● WHAT TO DO
Retype the entries in full, exactly.

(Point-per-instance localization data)
______

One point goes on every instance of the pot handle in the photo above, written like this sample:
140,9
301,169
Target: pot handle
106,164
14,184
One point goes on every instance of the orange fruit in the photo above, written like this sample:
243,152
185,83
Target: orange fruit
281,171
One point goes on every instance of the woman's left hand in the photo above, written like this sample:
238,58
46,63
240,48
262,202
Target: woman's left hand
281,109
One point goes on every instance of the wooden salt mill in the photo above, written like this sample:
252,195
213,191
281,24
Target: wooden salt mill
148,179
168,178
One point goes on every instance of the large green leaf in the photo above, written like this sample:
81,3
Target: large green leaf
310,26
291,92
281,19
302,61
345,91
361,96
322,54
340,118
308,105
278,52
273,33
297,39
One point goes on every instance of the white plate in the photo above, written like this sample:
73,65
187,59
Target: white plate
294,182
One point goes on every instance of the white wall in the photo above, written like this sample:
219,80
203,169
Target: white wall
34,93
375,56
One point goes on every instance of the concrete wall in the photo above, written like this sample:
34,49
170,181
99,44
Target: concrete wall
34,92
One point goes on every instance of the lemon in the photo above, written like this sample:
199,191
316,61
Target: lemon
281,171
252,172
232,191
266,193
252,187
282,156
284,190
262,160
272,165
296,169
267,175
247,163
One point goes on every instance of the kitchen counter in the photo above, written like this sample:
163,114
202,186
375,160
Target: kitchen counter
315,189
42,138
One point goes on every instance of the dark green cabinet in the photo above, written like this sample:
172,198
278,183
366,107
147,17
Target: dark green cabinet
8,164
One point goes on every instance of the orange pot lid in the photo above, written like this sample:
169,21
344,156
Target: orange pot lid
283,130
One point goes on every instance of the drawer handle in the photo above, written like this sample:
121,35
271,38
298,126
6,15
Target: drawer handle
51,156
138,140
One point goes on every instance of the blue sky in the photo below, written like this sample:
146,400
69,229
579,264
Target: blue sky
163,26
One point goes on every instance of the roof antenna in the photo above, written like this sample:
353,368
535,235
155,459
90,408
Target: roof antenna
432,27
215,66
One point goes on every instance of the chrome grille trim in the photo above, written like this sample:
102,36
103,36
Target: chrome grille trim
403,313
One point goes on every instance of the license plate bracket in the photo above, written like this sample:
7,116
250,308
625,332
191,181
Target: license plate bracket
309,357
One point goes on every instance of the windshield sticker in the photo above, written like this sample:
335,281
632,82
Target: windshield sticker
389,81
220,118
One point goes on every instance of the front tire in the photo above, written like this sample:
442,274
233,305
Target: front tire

______

● REPLY
One point goes on every instance of the pot handle in the photo above, written like this sample:
140,9
301,169
Target: pot handle
106,164
14,184
One point goes on every instance of the orange fruit in the photo above, written like this sample:
243,152
185,83
Target: orange fruit
281,171
One point goes on every instance of the woman's left hand in the photo above, written like this sample:
238,58
46,63
240,48
262,202
Target: woman's left hand
281,109
One point goes on every instance of the wooden salt mill in the photo above, written like this sample:
252,195
213,191
281,24
Target: wooden salt mill
148,179
168,178
One point goes on every instance of the large green leaf in the photo above, written like this sample:
81,3
Target: large green leaf
310,26
291,92
281,19
302,61
345,91
361,96
322,54
340,118
308,105
278,52
273,33
297,39
One point goes on every instance of the white plate in the photo above, written like this sample:
73,65
187,59
Target: white plate
294,182
One point goes on every instance of the white wall in the photo above, written like this sample:
219,80
203,169
Target: white wall
34,93
375,56
One point goes on every instance of the concrete wall in the photo above, written like this sample:
34,49
170,181
99,44
Target: concrete wall
34,92
One point goes on every instance of the lemon in the photo above, written like this sample:
199,191
316,61
Target: lemon
281,171
252,172
232,191
266,193
252,187
282,156
284,190
262,160
272,165
296,169
267,175
247,163
One point goes on every instance of the kitchen counter in the photo above, written like this sample:
163,114
202,186
375,160
Target: kitchen counter
315,189
42,138
One point goes on every instance of the dark green cabinet in the photo above, written like this sample:
172,198
278,183
366,107
147,17
Target: dark green cabinet
8,164
One point goes on every instance of the orange pot lid in the photo above, written like this sample:
169,21
344,156
Target: orange pot lid
283,130
One point goes on every instance of the drawer handle in the photo above, written like this sample:
121,35
271,38
298,126
6,15
Target: drawer handle
51,156
138,140
One point goes on every instance of the blue sky in the photo below, written like this sample:
146,400
69,229
579,264
Target: blue sky
163,26
One point goes on every instance of the roof antenna in the photo above, written like this sample:
353,368
535,235
155,459
90,408
Target: roof antenna
432,27
215,66
One point goes on every instance of the chrome grille trim in the photo above, written like this sample:
102,36
103,36
Target: chrome grille trim
403,313
One point goes on every instance of the license plate bracket in the photo above, written like this sample:
7,116
250,308
625,332
191,181
Target: license plate bracket
309,357
One point goes on every instance of the windshield sticker in the photo above, written like this sample:
335,281
632,82
Target: windshield sticker
389,81
220,118
One point goes on every instance of the front tire in the photo above, written like this sample:
442,274
233,305
Target: front tire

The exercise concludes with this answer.